• Action item:
Look through the records below, count the lines with the word "night", and reply with only the number.
────────────────────────────────────────
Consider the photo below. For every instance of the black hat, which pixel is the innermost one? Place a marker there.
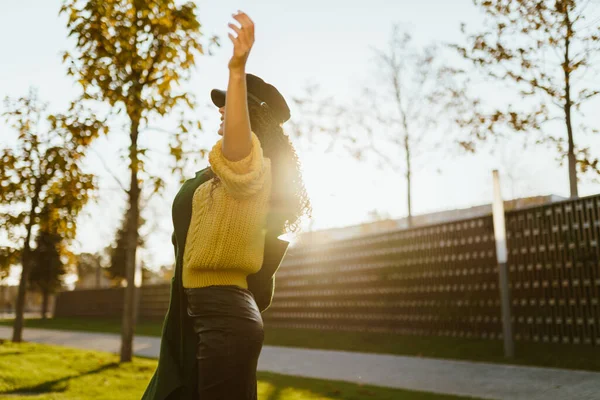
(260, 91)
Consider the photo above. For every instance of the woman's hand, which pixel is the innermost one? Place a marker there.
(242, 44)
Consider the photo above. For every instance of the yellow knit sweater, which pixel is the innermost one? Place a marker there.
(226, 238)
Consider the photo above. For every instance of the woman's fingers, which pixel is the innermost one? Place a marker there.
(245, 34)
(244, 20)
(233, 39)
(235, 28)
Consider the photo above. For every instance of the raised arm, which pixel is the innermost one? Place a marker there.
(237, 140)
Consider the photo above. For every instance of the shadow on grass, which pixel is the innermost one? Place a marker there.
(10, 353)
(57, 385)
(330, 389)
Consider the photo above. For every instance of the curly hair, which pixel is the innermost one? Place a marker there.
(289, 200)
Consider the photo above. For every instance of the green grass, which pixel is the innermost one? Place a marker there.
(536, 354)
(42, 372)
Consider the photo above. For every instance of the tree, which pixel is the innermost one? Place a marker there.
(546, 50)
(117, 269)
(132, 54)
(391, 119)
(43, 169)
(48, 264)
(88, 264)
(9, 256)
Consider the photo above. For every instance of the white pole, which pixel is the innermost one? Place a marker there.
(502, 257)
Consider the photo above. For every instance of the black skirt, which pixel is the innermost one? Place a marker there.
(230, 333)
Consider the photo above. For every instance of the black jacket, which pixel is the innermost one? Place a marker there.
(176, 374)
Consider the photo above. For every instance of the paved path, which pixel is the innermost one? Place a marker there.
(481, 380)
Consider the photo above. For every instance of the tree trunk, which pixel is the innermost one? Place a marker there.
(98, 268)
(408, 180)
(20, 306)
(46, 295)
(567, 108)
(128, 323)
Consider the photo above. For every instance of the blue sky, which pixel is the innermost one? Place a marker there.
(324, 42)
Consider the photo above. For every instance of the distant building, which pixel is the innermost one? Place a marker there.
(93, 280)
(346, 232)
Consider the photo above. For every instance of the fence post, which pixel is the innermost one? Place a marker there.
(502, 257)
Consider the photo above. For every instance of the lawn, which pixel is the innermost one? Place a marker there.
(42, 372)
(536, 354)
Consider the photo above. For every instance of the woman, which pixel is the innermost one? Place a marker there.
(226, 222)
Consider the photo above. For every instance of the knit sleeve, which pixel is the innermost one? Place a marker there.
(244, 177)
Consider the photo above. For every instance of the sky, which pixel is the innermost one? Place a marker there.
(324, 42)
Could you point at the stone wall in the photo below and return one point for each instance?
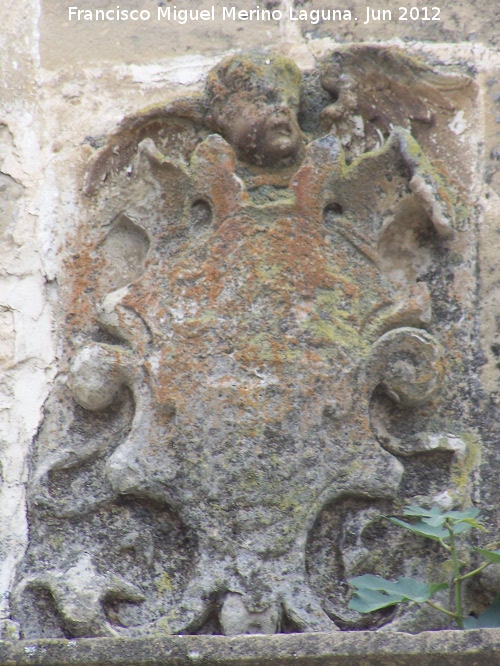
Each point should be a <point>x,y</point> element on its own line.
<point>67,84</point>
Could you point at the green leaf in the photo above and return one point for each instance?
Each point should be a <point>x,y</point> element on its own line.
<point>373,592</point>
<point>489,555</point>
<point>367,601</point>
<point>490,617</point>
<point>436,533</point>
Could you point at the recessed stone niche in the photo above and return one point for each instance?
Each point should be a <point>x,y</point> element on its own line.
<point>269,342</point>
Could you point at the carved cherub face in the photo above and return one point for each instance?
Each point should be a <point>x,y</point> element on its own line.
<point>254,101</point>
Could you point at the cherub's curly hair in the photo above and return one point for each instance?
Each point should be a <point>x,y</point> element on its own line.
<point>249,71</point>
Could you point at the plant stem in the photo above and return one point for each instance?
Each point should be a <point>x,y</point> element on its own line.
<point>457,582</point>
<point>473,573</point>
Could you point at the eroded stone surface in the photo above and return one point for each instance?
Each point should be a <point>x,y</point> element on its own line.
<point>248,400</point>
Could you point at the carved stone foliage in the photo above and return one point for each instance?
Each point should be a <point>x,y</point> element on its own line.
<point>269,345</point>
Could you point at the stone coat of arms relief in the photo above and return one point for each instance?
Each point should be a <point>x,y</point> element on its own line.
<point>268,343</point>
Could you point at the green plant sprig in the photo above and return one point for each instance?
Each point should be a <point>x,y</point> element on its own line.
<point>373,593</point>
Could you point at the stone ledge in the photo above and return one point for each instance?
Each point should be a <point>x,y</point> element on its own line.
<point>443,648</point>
────────────────────────────────────────
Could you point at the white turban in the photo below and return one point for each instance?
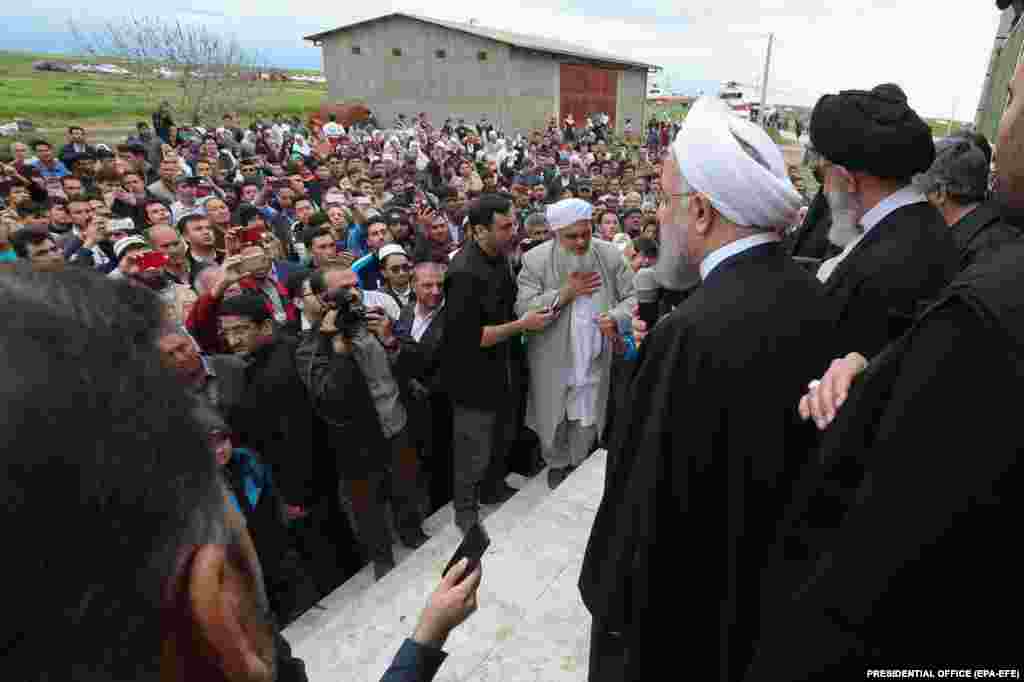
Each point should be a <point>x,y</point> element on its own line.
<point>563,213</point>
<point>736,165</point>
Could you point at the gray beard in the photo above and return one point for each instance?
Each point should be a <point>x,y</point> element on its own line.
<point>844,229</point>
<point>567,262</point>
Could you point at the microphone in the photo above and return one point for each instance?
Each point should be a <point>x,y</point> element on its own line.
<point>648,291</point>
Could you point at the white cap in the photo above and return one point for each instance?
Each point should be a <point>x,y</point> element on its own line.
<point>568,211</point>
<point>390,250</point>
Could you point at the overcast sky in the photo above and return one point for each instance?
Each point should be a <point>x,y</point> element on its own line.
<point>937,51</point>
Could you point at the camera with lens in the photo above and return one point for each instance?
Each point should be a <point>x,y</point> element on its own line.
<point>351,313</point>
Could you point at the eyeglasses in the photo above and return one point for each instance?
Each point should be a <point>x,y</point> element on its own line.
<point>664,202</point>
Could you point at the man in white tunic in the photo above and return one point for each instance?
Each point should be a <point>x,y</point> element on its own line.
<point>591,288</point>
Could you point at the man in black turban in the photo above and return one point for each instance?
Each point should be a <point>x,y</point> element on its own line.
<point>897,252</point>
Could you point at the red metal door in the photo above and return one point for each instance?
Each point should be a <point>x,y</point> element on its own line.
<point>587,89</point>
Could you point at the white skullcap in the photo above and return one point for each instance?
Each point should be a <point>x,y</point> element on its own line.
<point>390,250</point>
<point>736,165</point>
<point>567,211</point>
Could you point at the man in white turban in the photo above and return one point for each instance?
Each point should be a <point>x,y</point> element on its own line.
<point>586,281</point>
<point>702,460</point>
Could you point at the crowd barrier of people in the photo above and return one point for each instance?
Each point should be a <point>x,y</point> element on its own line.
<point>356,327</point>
────────────────────────────────────────
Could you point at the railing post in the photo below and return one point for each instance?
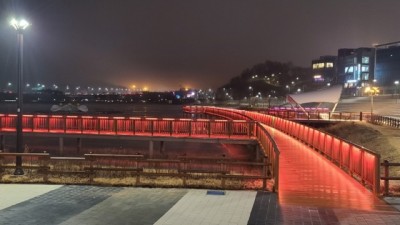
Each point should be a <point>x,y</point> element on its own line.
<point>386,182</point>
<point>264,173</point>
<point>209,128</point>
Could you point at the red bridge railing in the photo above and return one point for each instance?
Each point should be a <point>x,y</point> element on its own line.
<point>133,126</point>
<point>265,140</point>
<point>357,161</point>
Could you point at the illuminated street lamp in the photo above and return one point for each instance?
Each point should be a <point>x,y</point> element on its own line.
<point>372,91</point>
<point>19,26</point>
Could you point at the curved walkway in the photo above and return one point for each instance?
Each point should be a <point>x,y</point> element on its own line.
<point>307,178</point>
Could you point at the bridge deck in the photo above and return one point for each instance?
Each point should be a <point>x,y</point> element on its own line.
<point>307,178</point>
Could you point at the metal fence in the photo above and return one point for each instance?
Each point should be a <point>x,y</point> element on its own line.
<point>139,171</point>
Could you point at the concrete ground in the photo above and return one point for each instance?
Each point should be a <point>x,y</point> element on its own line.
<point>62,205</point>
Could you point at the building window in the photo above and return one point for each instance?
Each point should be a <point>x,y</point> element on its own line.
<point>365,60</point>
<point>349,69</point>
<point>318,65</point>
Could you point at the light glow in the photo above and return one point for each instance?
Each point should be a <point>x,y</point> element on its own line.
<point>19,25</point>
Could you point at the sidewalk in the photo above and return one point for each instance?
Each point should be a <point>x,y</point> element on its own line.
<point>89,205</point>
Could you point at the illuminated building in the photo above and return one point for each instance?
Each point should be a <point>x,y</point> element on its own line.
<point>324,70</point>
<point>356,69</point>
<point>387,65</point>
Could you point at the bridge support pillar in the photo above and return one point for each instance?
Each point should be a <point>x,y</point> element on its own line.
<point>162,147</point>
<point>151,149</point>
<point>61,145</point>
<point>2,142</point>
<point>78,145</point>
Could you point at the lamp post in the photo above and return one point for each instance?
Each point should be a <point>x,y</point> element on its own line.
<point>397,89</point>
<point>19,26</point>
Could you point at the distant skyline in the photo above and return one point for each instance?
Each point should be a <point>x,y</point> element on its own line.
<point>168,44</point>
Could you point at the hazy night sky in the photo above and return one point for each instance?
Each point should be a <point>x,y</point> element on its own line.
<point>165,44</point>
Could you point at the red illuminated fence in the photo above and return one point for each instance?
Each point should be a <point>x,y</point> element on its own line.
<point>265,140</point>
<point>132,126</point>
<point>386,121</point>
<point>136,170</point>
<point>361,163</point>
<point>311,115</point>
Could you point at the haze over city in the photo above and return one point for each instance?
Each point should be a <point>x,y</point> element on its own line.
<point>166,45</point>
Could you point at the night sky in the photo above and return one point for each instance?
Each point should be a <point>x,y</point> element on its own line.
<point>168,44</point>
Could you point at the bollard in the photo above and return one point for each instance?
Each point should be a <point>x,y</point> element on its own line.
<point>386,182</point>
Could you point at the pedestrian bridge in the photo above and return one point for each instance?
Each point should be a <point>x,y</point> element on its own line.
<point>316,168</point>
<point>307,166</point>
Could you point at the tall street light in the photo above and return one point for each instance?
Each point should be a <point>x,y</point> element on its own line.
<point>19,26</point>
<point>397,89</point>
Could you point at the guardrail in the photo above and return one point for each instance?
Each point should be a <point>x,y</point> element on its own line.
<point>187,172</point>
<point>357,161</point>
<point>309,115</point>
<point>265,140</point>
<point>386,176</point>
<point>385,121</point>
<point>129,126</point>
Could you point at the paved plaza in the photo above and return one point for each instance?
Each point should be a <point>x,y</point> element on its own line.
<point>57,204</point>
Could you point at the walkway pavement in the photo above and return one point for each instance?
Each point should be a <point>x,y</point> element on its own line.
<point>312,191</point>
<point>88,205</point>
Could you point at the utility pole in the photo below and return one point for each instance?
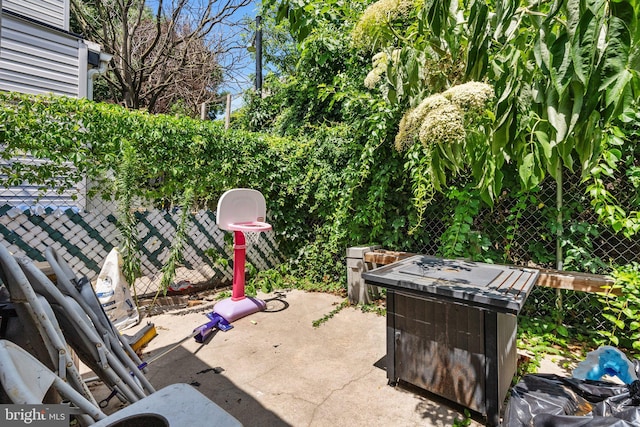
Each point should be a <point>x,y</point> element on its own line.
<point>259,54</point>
────────────────────────────────────────
• Output for this task:
2